- **Study text**
Content starts

TIP: Click on subject to list as thread! ANSI
echo: educator
to: FRANK TOPPING
from: MATT SMITH
date: 1997-01-29 15:03:00
subject: Re: Ebonic Plague

FT>  MS>     I notice the student did not have to talk in 
FT>  MS> "Ebonics" to congressmen, probably because he knew it 
FT>  MS> would not impress them _and_ because few of them would 
FT>  MS> understand it if "Ebonics" was indeed a "foreign 
FT>  MS> language" that they never studied.
FT> 
FT> I never said a student needed to talk in Ebonics or any other 
FT> dialect.
FT> I don't believe they should be encouraged to use it but if frustrated 
FT> in younger years it would be far better to feel free to get a 
FT> question 
FT> out than sit mute out of frustration and shame.
    There's a professor who became famous about 10 years ago for his way of 
getting students to learn French fluently.  He took these college students up 
to a small town in Quebec for three weeks (as a summer course), and they 
_had_ to learn French to interact with the locals even to the extent of 
asking where the toilet was or ordering food at the local cafe.  He ran this 
course each summer, and his students got fluent in conversational French in 
three weeks.
    If English-speaking college kids could learn French this way, why not 
take a similar approach with K-12 kids whose native language is "Ebonics" in 
order to get them to learn standard English?
FT> In the case of inner-city kids studying programming I don't think 
FT> it would hurt to lighten the moment *occasionally* by saying 
FT> something 
FT> like raising a chips *CS & *WE means "Heads up dude! You be gettin' 
FT> this". 
    I don't have any problem with that.  But you don't need 
bilingual-education money to do that!
FT> If young children are coming to school with Ebonics as a familiar 
FT> base 
FT> that is even "partially set" it would be far better to deal with it 
FT> as a special ed situation rather than trying to jockey around it out 
FT> of ignorance.  That just creates a stressful situation for the child
    School is stressful for _all_ children, not just those who speak 
"Ebonics".  Ask any kid of any race whether school is stressful just after 
his big math test.
FT> In the medical profession -- have they recognized that a home 
FT> environment setting for birthing is less stressful?  They sure have!
    That has not resulted in most deliveries being at home.

Content ends

- **Task requirements**
(a) In the message, how long did the professor's summer course in Quebec last?
(b) Say whether each statement agrees with the message, answering yes or no and quoting the deciding words: (i) The professor took his students to a small town in Quebec. (ii) The professor ran the course only once. (iii) Most deliveries now take place at home.
(c) Please copy the message between "FT> If young" and "big math test.", inclusive, changing "children" to "pupils" wherever it occurs.

- **Source information**
Content starts

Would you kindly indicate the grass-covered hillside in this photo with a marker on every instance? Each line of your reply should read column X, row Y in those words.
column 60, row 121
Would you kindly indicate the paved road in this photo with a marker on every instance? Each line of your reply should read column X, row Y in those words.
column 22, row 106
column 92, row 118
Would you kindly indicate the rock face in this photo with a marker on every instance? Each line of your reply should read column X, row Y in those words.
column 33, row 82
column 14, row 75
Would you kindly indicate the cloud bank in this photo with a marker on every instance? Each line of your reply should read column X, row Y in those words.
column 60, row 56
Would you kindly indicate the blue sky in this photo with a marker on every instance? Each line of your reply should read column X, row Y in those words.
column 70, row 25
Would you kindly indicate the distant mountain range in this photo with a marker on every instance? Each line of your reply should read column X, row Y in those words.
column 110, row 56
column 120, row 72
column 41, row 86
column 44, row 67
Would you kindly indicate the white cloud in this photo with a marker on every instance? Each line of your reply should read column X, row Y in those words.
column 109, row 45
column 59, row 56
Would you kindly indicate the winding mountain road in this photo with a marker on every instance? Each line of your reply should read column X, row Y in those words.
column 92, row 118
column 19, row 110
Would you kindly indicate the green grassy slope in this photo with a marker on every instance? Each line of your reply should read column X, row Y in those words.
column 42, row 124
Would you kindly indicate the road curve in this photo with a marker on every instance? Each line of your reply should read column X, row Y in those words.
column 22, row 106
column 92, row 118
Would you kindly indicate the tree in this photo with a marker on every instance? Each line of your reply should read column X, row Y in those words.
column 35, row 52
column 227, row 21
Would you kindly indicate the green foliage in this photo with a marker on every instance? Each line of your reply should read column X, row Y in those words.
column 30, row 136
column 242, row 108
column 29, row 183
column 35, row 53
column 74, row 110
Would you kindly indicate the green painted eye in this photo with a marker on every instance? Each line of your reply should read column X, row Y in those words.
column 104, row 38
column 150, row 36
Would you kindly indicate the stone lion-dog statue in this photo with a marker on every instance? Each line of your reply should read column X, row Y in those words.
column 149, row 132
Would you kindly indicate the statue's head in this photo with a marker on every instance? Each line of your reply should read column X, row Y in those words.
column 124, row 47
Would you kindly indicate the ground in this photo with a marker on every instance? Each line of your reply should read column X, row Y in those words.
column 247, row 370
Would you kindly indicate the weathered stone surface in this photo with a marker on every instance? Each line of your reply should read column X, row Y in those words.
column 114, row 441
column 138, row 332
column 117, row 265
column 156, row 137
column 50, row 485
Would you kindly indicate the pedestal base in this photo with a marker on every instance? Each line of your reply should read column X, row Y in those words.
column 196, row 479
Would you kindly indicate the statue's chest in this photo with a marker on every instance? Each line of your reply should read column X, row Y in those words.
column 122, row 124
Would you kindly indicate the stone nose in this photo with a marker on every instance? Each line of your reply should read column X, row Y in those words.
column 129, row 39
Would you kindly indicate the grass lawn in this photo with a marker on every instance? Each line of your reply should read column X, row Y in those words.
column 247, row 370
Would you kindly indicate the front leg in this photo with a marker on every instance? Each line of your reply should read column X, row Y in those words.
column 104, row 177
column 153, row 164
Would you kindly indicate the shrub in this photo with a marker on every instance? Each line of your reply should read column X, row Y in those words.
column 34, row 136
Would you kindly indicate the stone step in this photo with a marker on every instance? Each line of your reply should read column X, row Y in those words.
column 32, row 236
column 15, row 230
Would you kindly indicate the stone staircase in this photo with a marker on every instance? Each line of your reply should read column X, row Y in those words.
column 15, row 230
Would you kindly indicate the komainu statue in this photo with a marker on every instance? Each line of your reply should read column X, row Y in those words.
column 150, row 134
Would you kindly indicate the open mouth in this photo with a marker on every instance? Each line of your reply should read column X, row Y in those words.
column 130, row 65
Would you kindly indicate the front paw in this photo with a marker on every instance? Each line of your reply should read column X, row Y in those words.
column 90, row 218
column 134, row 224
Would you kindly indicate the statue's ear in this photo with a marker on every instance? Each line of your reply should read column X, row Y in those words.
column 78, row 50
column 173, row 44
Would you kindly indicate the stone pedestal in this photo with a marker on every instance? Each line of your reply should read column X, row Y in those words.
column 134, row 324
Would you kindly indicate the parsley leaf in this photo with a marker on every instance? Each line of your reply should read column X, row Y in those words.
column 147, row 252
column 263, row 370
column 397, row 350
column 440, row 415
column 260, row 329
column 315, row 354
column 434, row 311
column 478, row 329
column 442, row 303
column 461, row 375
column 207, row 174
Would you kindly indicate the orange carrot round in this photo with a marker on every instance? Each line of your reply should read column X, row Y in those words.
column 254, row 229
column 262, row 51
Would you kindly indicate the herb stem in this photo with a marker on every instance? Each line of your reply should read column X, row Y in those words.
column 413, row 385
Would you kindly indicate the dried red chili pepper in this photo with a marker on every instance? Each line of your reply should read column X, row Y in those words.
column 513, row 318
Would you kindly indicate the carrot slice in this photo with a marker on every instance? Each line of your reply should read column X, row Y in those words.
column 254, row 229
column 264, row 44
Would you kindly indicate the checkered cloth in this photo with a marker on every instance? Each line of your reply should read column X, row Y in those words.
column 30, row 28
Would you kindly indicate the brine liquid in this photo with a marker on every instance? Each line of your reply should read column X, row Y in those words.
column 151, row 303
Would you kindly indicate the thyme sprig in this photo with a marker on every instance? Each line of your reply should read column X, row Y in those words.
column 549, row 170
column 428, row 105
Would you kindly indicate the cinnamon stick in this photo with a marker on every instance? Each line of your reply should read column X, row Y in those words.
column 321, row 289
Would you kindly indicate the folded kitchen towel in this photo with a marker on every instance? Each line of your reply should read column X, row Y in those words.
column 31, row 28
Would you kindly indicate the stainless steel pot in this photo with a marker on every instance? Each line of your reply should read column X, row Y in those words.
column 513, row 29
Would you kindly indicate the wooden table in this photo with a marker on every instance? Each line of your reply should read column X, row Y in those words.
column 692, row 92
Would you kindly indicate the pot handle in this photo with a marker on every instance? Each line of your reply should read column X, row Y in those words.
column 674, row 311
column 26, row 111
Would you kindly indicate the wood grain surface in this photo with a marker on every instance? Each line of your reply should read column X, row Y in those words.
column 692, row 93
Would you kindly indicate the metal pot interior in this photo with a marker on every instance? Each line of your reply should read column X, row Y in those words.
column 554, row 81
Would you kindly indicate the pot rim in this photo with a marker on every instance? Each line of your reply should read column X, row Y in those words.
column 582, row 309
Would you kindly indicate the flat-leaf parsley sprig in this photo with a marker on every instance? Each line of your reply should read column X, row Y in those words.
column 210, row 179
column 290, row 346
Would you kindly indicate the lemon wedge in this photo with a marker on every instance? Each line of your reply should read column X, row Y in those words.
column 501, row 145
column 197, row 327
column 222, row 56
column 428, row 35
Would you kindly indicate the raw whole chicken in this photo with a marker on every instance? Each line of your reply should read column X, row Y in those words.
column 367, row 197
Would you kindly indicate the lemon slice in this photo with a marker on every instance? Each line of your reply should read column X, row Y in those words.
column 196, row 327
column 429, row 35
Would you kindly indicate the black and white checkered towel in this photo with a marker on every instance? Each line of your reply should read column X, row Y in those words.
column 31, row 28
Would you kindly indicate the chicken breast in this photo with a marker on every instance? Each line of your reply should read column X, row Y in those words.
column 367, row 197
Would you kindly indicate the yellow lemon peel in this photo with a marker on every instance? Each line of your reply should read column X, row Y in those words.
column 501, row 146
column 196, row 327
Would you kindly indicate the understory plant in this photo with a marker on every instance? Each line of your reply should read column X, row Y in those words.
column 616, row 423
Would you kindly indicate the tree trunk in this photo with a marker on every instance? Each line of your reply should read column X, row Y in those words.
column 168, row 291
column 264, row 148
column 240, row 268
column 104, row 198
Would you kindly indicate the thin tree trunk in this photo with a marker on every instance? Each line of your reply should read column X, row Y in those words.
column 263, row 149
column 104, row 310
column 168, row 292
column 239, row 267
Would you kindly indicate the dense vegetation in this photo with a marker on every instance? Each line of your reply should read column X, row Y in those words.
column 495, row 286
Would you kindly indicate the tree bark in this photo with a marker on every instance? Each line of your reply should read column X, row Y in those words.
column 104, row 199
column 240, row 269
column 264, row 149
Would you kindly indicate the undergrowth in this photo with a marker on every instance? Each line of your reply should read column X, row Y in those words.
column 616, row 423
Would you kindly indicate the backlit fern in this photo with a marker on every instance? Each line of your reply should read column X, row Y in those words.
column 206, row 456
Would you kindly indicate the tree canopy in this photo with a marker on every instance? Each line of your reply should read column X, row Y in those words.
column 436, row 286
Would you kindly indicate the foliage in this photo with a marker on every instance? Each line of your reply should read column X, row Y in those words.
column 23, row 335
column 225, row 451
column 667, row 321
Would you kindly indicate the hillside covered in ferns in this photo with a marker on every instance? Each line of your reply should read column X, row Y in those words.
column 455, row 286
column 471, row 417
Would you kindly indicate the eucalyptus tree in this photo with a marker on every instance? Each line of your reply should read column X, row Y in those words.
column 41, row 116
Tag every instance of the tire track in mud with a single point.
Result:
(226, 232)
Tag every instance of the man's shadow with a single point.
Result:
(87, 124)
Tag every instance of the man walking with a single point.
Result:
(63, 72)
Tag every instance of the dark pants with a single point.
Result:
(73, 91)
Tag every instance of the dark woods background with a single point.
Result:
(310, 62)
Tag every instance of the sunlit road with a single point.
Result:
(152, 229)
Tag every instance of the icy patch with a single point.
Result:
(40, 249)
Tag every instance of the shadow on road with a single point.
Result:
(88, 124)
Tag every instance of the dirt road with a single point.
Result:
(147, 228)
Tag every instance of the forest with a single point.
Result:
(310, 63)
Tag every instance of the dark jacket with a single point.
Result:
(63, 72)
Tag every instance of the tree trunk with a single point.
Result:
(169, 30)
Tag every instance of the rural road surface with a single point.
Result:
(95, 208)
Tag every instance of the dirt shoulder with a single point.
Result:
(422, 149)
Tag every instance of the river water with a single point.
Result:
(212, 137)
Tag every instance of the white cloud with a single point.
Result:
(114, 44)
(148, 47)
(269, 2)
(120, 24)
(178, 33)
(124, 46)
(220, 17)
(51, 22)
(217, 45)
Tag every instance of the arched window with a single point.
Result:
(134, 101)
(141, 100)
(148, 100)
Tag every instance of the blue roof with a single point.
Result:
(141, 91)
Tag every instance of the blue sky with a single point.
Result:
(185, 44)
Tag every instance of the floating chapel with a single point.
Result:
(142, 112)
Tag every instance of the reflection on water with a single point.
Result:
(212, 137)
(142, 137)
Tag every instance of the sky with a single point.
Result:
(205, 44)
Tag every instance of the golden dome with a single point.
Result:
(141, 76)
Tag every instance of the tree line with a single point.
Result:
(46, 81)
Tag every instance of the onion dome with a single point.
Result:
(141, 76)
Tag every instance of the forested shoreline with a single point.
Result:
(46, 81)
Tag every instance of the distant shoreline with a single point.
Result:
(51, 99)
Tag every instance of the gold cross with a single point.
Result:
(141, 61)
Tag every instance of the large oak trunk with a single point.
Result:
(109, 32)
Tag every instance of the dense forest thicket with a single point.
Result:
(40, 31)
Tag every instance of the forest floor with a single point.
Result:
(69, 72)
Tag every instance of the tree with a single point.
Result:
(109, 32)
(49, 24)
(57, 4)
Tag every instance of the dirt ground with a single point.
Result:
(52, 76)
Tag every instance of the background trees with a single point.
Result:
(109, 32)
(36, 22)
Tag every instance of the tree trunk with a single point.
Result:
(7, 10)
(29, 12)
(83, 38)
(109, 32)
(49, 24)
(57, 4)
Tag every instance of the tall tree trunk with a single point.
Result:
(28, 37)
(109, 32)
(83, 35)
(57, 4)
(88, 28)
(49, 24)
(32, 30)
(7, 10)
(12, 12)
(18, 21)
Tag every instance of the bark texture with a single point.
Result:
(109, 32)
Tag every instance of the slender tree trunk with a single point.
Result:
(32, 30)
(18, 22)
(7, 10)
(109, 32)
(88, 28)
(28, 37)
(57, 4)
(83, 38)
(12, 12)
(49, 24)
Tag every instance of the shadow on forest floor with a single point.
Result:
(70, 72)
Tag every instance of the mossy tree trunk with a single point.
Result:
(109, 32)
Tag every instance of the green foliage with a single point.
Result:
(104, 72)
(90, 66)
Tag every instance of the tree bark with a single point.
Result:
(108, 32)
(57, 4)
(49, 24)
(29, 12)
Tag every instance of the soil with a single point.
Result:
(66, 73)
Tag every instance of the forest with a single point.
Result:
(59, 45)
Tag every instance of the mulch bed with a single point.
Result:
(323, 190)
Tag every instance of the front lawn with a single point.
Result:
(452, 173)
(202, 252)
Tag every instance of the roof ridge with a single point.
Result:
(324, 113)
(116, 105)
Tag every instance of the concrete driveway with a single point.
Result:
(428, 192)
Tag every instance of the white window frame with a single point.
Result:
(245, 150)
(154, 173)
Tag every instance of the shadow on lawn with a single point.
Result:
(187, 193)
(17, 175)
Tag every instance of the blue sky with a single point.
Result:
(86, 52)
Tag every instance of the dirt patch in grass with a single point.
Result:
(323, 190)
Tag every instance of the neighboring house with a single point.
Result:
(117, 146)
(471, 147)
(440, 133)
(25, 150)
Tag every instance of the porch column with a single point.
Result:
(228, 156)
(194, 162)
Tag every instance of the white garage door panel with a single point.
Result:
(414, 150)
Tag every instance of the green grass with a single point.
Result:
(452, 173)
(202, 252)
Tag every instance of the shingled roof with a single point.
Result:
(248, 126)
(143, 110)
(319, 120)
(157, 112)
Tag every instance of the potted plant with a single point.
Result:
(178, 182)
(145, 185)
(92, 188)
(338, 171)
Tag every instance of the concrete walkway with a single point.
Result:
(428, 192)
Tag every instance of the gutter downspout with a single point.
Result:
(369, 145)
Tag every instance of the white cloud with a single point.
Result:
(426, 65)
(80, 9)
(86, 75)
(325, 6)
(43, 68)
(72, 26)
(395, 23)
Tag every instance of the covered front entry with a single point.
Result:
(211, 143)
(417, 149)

Content ends

- **Numbered answers**
(a) Three weeks.

(b)
(i) Yes: "He took these college students up to a small town in Quebec for three weeks"
(ii) No: "He ran this course each summer"
(iii) No: "That has not resulted in most deliveries being at home."

(c)
FT> If young pupils are coming to school with Ebonics as a familiar 
FT> base 
FT> that is even "partially set" it would be far better to deal with it 
FT> as a special ed situation rather than trying to jockey around it out 
FT> of ignorance.  That just creates a stressful situation for the child
    School is stressful for _all_ pupils, not just those who speak 
"Ebonics".  Ask any kid of any race whether school is stressful just after 
his big math test.